··· Given data
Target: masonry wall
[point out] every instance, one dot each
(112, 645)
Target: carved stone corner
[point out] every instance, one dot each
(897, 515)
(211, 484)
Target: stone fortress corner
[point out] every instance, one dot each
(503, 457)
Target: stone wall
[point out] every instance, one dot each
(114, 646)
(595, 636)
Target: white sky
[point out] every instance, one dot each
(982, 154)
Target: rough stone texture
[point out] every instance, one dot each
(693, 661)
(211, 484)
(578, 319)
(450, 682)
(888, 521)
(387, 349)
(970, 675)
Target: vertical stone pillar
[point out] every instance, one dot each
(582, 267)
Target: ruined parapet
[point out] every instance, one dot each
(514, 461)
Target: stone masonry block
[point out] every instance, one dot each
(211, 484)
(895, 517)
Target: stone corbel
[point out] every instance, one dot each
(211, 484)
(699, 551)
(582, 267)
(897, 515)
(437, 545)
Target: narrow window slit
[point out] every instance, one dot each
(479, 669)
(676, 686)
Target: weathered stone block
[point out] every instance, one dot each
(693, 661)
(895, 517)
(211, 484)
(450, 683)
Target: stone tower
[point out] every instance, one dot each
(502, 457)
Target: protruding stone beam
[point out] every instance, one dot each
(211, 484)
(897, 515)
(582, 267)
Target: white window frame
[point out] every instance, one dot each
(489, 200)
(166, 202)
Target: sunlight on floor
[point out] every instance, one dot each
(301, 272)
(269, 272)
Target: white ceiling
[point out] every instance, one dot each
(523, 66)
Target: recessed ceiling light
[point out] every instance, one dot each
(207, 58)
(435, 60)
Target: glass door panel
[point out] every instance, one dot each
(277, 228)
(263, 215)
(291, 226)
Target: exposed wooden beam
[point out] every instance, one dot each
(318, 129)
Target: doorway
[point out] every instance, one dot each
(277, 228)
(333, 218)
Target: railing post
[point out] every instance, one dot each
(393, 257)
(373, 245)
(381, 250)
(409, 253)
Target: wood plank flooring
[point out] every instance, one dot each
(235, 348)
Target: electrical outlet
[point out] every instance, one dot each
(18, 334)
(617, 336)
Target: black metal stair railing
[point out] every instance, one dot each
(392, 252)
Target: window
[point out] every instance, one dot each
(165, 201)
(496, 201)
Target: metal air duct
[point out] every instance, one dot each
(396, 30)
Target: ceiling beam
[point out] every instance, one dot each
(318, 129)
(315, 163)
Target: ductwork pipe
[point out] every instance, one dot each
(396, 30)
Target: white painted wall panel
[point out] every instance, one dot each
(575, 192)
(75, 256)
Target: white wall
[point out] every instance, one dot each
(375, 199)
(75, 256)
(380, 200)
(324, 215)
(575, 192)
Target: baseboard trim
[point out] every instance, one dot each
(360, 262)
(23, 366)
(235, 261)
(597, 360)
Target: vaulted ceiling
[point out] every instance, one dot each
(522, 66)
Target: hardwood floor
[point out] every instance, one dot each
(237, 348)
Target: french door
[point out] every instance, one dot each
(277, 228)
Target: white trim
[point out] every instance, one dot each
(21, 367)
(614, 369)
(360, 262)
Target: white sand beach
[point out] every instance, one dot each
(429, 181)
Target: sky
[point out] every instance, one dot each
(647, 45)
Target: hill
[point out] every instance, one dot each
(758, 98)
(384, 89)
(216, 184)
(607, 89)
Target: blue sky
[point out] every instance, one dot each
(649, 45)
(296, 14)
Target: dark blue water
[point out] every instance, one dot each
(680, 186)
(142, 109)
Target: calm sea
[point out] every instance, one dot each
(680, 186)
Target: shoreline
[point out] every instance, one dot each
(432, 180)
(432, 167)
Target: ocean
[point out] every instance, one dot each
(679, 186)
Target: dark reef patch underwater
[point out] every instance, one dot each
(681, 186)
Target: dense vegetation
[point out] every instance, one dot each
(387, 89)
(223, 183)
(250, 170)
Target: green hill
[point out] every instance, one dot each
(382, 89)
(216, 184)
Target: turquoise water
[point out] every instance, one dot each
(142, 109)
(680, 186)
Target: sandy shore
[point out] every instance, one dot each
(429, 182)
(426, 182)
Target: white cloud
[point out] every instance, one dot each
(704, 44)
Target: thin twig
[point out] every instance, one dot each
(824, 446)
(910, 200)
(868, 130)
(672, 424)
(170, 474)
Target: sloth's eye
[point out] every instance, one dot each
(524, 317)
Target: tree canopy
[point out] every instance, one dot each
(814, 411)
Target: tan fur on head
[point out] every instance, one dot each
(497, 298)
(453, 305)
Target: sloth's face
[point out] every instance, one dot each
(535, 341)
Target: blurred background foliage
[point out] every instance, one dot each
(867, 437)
······
# Exercise requirements:
Reproduce the material verbatim, line by line.

# Reply to the task:
Target: masonry wall
[point out] every instance, one dot each
(112, 645)
Target: carved stone corner
[point out] every instance, one dot each
(897, 515)
(211, 484)
Target: stone fortress corner
[point out] every instance, one dot each
(503, 457)
Target: stone wall
[point out] every instance, one dot each
(114, 646)
(595, 636)
Target: white sky
[point out] every instance, one dot each
(982, 154)
Target: rough stone texture
[point out] every instance, one dot each
(693, 661)
(211, 484)
(578, 319)
(450, 682)
(888, 521)
(387, 349)
(970, 675)
Target: vertical stone pillar
[point out] every instance, one dot each
(582, 267)
Target: ruined parapet
[point out] every instance, one dot each
(514, 461)
Target: stone masonry block
[point out] every instance, one dot each
(211, 484)
(895, 517)
Target: stone corbel
[point out] every instance, one dot each
(211, 484)
(699, 551)
(582, 267)
(897, 515)
(437, 545)
Target: narrow window slit
[point out] every instance, one dot each
(479, 669)
(676, 686)
Target: weathered stone block
[point out] every instance, one dot each
(693, 661)
(895, 517)
(211, 484)
(450, 683)
Target: stone tower
[point out] every instance, one dot each
(502, 457)
Target: protruding stone beam
[point out] every instance, one dot each
(211, 484)
(897, 515)
(582, 267)
Target: white window frame
[point out] every instance, one dot each
(489, 200)
(166, 202)
Target: sunlight on floor
[point out] every instance, one dot each
(301, 272)
(269, 272)
Target: white ceiling
[point out] every instance, one dot each
(523, 66)
Target: recessed ceiling light
[point out] every instance, one dot each
(207, 58)
(435, 60)
Target: glass door panel
[point out] every instance, one dot each
(277, 228)
(263, 215)
(291, 226)
Target: exposed wooden beam
[point out] every instance, one dot each
(318, 129)
Target: doorway
[point out] every instance, one dot each
(277, 228)
(333, 218)
Target: railing post
[point out] every instance, one dot each
(393, 257)
(373, 245)
(381, 250)
(409, 253)
Target: wood plank flooring
[point out] every instance, one dot each
(235, 348)
Target: electrical outlet
[point out] every instance, one dot each
(18, 334)
(617, 336)
Target: black metal stair railing
[point out] every instance, one dot each
(392, 252)
Target: window
[point out] every instance, one dot each
(165, 201)
(496, 201)
Target: metal air duct
[point out] every instance, one dot each
(396, 30)
Target: ceiling beam
[point out] every instance, one dot each
(318, 129)
(315, 163)
Target: ductwork pipe
[point out] every instance, one dot each
(396, 30)
Target: white painted wall panel
[point out] every instance, one dot each
(575, 192)
(75, 256)
Target: white wall
[point out] every instance, one dot each
(375, 199)
(75, 256)
(380, 200)
(324, 215)
(575, 192)
Target: baseboard trim
[point out] every instance, one dot each
(360, 262)
(23, 366)
(235, 261)
(597, 360)
Target: vaulted ceiling
[point out] every instance, one dot each
(522, 66)
Target: hardwood floor
[point out] every instance, one dot each
(237, 348)
Target: french door
[point out] every instance, one dot each
(277, 228)
Target: white trim
[point out] every instance, one dot each
(21, 367)
(614, 369)
(360, 262)
Target: white sand beach
[point out] every instance, one dot each
(429, 181)
Target: sky
[point out] every instance, one dot each
(647, 45)
Target: hill
[point out] every instance, one dot each
(758, 98)
(384, 89)
(216, 184)
(607, 89)
Target: blue sky
[point out] every instance, one dot each
(649, 45)
(296, 14)
Target: dark blue water
[point out] every instance, one dot each
(680, 186)
(142, 109)
Target: calm sea
[point out] every instance, one dot each
(680, 186)
Target: shoreline
[point out] every instance, one dot each
(432, 180)
(432, 167)
Target: ocean
[point out] every instance, one dot each
(679, 186)
Target: dark reef patch underwater
[point out] every instance, one dot each
(681, 186)
Target: dense vegetation
[point out] every instance, one dot each
(387, 89)
(223, 183)
(250, 170)
Target: green hill
[point out] every instance, one dot each
(382, 89)
(216, 184)
Target: turquoise water
[point out] every instance, one dot each
(142, 109)
(680, 186)
Target: sandy shore
[point out] every instance, one dot each
(429, 182)
(426, 182)
Target: white cloud
[point out] every instance, one dot each
(704, 44)
Target: thin twig
[point out] every instance, one dot each
(824, 446)
(910, 200)
(868, 130)
(672, 424)
(170, 474)
Target: sloth's eye
[point out] every instance, one dot each
(524, 317)
Target: tree canopy
[point out] every instance, one dot each
(814, 411)
Target: tan fur on head
[point out] every instance, one dot each
(497, 298)
(453, 305)
Target: sloth's face
[point out] every instance, one dot each
(535, 341)
Target: blurred background foliage
[point out] every instance, one dot each
(867, 437)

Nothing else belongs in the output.